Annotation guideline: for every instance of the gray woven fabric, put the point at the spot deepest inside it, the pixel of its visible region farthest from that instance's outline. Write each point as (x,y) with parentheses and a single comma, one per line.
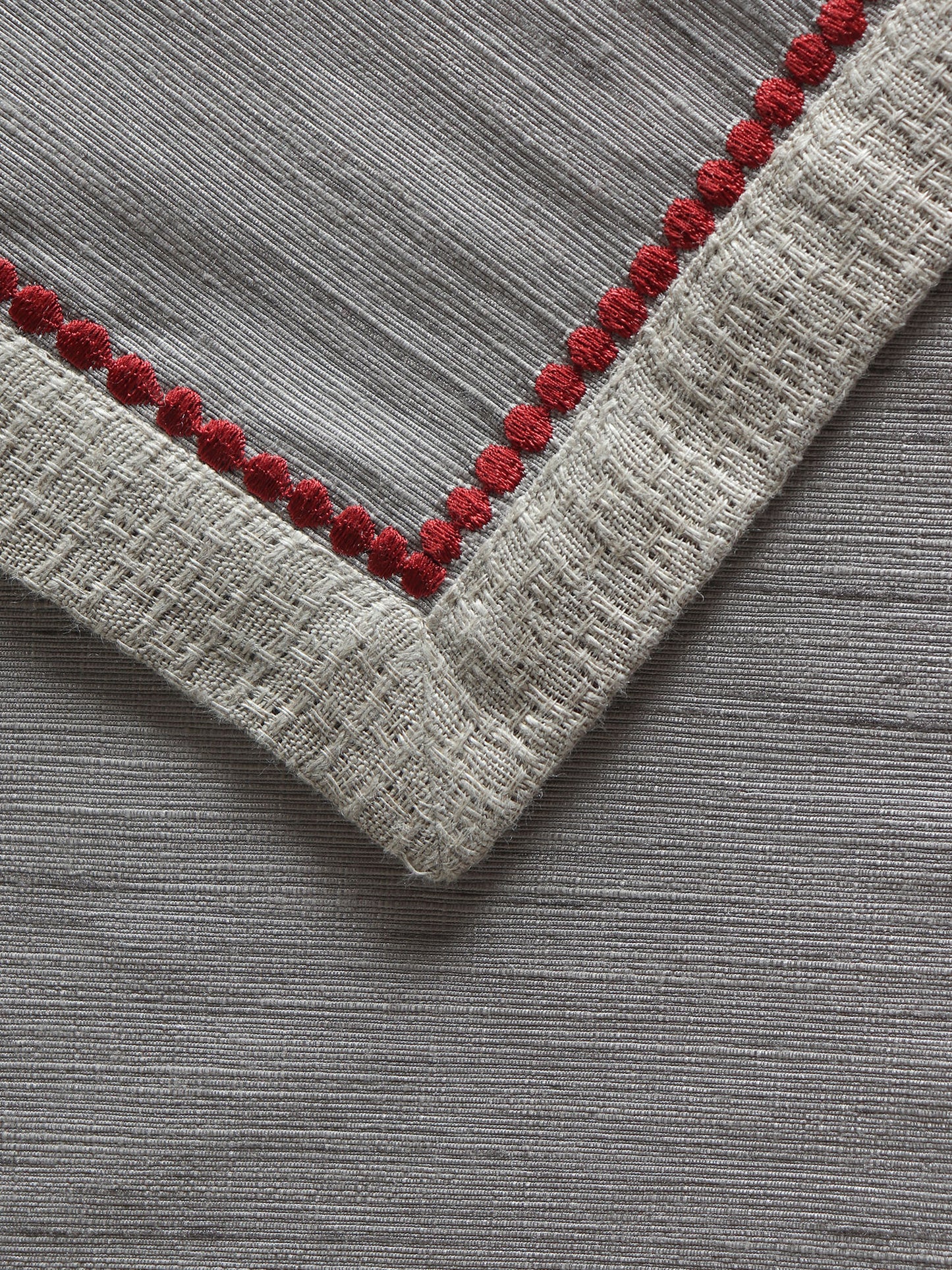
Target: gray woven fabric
(694,1014)
(361,229)
(433,736)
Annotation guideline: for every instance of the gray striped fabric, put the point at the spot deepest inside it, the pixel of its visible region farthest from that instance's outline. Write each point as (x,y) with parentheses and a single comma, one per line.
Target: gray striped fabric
(361,229)
(694,1014)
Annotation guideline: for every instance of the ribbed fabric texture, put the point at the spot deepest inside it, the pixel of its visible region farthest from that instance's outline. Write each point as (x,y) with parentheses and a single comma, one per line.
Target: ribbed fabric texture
(361,229)
(693,1014)
(433,736)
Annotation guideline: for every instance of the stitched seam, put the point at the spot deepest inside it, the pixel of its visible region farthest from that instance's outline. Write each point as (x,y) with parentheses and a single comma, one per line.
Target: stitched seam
(560,386)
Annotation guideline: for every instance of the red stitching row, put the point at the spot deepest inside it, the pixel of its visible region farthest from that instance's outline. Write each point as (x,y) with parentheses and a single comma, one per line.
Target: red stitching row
(560,386)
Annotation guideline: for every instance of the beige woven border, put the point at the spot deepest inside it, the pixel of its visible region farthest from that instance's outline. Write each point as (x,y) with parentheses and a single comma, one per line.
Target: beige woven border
(433,733)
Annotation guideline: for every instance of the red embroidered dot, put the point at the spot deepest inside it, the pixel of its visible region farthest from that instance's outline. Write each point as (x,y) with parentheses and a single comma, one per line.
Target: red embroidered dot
(441,540)
(221,445)
(310,504)
(84,345)
(352,530)
(560,388)
(842,22)
(181,412)
(499,469)
(720,182)
(779,102)
(528,427)
(810,59)
(623,312)
(422,577)
(387,554)
(267,478)
(132,382)
(468,508)
(8,279)
(687,224)
(749,142)
(653,270)
(36,310)
(592,349)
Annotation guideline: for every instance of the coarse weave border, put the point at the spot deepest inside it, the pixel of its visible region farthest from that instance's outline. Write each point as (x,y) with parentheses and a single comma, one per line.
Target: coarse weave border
(433,732)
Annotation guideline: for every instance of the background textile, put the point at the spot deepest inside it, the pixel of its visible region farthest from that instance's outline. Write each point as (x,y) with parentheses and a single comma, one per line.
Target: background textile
(694,1012)
(361,229)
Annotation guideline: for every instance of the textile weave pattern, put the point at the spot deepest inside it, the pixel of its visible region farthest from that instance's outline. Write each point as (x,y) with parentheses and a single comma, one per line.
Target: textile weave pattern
(434,734)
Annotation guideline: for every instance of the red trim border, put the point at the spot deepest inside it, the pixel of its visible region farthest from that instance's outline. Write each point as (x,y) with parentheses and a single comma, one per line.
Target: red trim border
(560,386)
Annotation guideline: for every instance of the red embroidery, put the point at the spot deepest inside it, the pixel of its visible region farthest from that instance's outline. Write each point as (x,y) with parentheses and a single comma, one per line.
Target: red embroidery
(468,508)
(310,505)
(621,312)
(842,22)
(181,413)
(560,388)
(720,182)
(779,102)
(810,59)
(221,445)
(441,540)
(653,271)
(352,530)
(749,144)
(84,345)
(387,554)
(499,469)
(422,577)
(687,224)
(528,427)
(36,310)
(132,382)
(592,349)
(267,476)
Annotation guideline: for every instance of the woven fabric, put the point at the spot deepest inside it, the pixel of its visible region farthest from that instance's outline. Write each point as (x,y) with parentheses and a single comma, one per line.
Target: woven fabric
(361,226)
(434,734)
(693,1014)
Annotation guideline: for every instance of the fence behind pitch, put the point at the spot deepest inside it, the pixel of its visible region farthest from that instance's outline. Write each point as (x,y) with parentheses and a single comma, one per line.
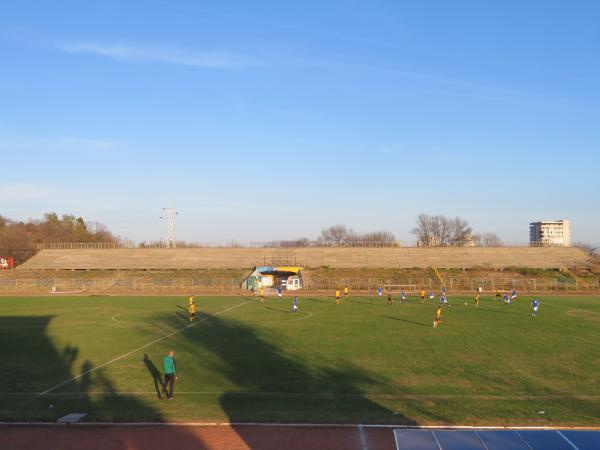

○ ○ ○ ○ ○

Brief => The data above are to be repeated word for word, with any pictures left out.

Output of the exercise =>
Annotation guideline: for every instance of the gray woven fabric, put the point at the spot deepest inside it, the pixel of its visible region farthest from that instance's outline. Write each point as (x,y) with parentheses and a single comma, one per line.
Target: gray woven fabric
(694,1014)
(361,229)
(433,736)
Annotation guideline: for every instance of the gray striped fabric, put the point at the spot deepest inside it, the pixel of its visible region farthest from that instance's outline. Write each point as (x,y) with parentheses and a single comma, one per line.
Target: gray striped fabric
(361,229)
(694,1014)
Annotation guideline: for every instance of the ribbed fabric texture, put the point at the spot deepest inside it, the pixel of its visible region farthest from that instance's outline. Write each point as (x,y) with parentheses and a single comma, one per line.
Target: ribbed fabric texture
(361,229)
(693,1014)
(433,736)
Annotation guideline: for every instance of the stitched seam, put the point at the spot deepest inside it, the pixel of its visible region farthest from that instance's outline. Write each point as (x,y) with parentheses and a single comma, one per line.
Target: stitched seam
(560,386)
Annotation guideline: for every instance of the red stitching row, put the point at the spot deepest inside it, the pixel of its visible region farthest from that instance's outline. Write each point as (x,y) with parentheses and a single comma, one per line.
Target: red stitching row
(560,386)
Annotation guideline: for every instance of the beige woven border, put the point at the spot deepest inside it, the pixel of its visible region farthest from that instance's outline. Write each point as (x,y) with parentheses and a single comma, one per line.
Target: beige woven border
(433,733)
Annotation guideline: for every instance of the red embroidered dot, put the point at the spot deepest inside it, the pixel of its visible region farthest from that instance's outline. Write each point as (x,y) with parentheses and a single comma, one per line.
Target: red embroidered dot
(441,540)
(221,445)
(310,504)
(84,345)
(352,530)
(560,388)
(842,22)
(181,412)
(499,469)
(720,182)
(779,102)
(528,427)
(810,59)
(623,312)
(422,577)
(387,554)
(267,478)
(132,382)
(468,508)
(8,279)
(687,224)
(749,142)
(653,270)
(36,310)
(592,349)
Annotation guideline: for every instance of the coarse weave border, put the point at the spot deepest inside it, the pixel of its visible region farthest from that instance's outline. Write each point as (x,y) with parentheses and a single comma, one per line.
Target: coarse weave border
(433,732)
Annotation guideline: for every instance of the background textile, put the point at the spot deepest inside it, the pixel of its visible region farthest from that instance's outline. Write each point as (x,y) with parentheses and a single comma, one per line.
Target: background textile
(694,1012)
(361,229)
Annotation guideline: for every instance of the textile weave pattern, put the point at the spot deepest inside it, the pixel of its visible region farthest from that instance's outline. Write each point as (x,y) with parentheses and a single comma, one per line.
Target: textile weave pattern
(434,734)
Annotation guideline: for every instance of the red trim border, put the point at the spot deepest inside it, the pixel of its visible region farthest from that instance's outline. Write each point as (x,y) with parentheses and a single comma, one per line.
Target: red trim border
(560,386)
Annotation guideline: for every instance of the red embroidery, put the point at the spot deepest inside it, the pixel of its visible region farthest from that instance's outline. Write each point as (x,y) with parentheses and a single comma, one per line.
Target: red embroidery
(468,508)
(310,505)
(621,312)
(842,22)
(181,413)
(560,388)
(720,182)
(779,102)
(810,59)
(221,445)
(441,540)
(653,271)
(352,530)
(749,144)
(84,345)
(387,554)
(499,469)
(422,577)
(687,224)
(528,427)
(36,310)
(132,382)
(592,349)
(267,476)
Annotation guideline: for every instance of the woven fabric, put the point at the spot deepest inside it, the pixel of its visible region farthest from that instance's outline. Write each point as (x,y) with parentheses and a single comma, one per line.
Target: woven fabric
(361,226)
(434,734)
(693,1014)
Annotation guideline: for every instance of the fence behind pitch, put the point at the spot deepest inside it, the pixel of its visible region farthest from that instance's outline. Write each point as (x,y) with parentheses and a single comma, one per line.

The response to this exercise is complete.